Challenge 1:
According to the transom excerpt, what is the minimum time that properly sealed and preserved BDX/BCX plywood will last?
Challenge 2:
Return the passage of the transom excerpt from "place newspaper under" up to and including "last 40 years.".

Excerpt:

⟨

I use construction block, bags of cement, 5gl buckets of water - whatever I have on hand for weight. (not clamps).
transom must be on a FLAT concrete surface - not on sawhorses.
if your floor is crooked - your new transom will take on that shape.
place newspaper under the edges so you don't glue your project to the floor.
(you would be surprised at how many signmakers have done that !!!) [and yes, me too]
*BDX/BCX* is an exterior grade of pine construction plywood designed for outside use
as long as it is primed and painted. It must say that on the label when you buy it.
BDX/BCX has all the inside voids, knots and splits filled - *CDX* does not. (it has open voids).
there is no reason to spend the extra $$$$ for "marine" plywood if you can find the proper *BDX/BCX* grade.
once BDX/BCX plywood is properly sealed and preserved, it will last you a minimum of 10 years.
annual maintenance (cleaning and fresh varnish or paint) will make it last 40 years.
personally, I have switched from West System epoxy to Raka 900 epoxy. But both are very good.
I use 1.5 - 2 ounce fiberglass chopped stranded mat. "mat" is mostly for flat surfaces.
"cloth" is easier to work around corners and complex shapes. (either one will work fine).
avoid "waxed" polyester resin, if you use it - - - there IS a difference in the poly-resins.
avoid anything that says "polyurethane" varnish or paint - it is for indoor use only.

make a template of where it goes.
once you have your transom blank laminated, cut to desired shape and hit both sides 
and all edges with the electric sander.
sand the cut edges smooth. Particularly the fiberglassed seam.
i like to butt the ends right up to the hull - so the backside must be chamferred to fit the
round corners. Vacuum all edges and surfaces.
Then - seal it with the Old Timers Formula followed by your choice of top coat.

that is just about as good as you can make it.

West System and Raka epoxy is available on ebay - as well as marine stores and online. https://www.raka.com
the fiberglass chopped mat and cloth is available in the same places.
if you are more comfortable with polyester resin - remember the "non waxed" formula.
the "wax" formula is designed to impede the curing of the surface so that successive layers
can be layed up during the manufacturing process in fiberglass boats, cars, bath tubs, etc.
(If you have ever used polyester resin and it never dries and stays tacky, that is the reason)
epoxy resin is not UV tolerant - so if you use that to coat the outsides of the wood,
it must be top coated with SPAR varnish (not spar urethane) or oil base primer and paint.
YouTube has many good educational videos on working with fiberglass

Read, Understand and Follow the instructions on the label 
of any and all products you may use. Observe all safety precautions.

⟩

[Dataset rows]

⟨

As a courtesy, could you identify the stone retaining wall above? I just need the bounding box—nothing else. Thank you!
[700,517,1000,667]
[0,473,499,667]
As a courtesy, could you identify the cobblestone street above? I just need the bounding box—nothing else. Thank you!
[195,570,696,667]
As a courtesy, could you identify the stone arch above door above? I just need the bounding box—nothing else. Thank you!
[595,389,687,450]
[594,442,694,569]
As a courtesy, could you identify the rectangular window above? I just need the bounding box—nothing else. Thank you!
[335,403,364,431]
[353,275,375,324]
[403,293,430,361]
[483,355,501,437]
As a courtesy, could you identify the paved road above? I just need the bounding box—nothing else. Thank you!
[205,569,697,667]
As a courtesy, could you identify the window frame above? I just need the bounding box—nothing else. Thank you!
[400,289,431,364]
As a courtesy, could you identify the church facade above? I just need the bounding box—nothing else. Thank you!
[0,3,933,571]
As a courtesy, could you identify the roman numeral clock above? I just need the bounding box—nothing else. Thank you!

⟩

Complete answer 1:
A minimum of 10 years.

Complete answer 2:
place newspaper under the edges so you don't glue your project to the floor.
(you would be surprised at how many signmakers have done that !!!) [and yes, me too]
*BDX/BCX* is an exterior grade of pine construction plywood designed for outside use
as long as it is primed and painted. It must say that on the label when you buy it.
BDX/BCX has all the inside voids, knots and splits filled - *CDX* does not. (it has open voids).
there is no reason to spend the extra $$$$ for "marine" plywood if you can find the proper *BDX/BCX* grade.
once BDX/BCX plywood is properly sealed and preserved, it will last you a minimum of 10 years.
annual maintenance (cleaning and fresh varnish or paint) will make it last 40 years.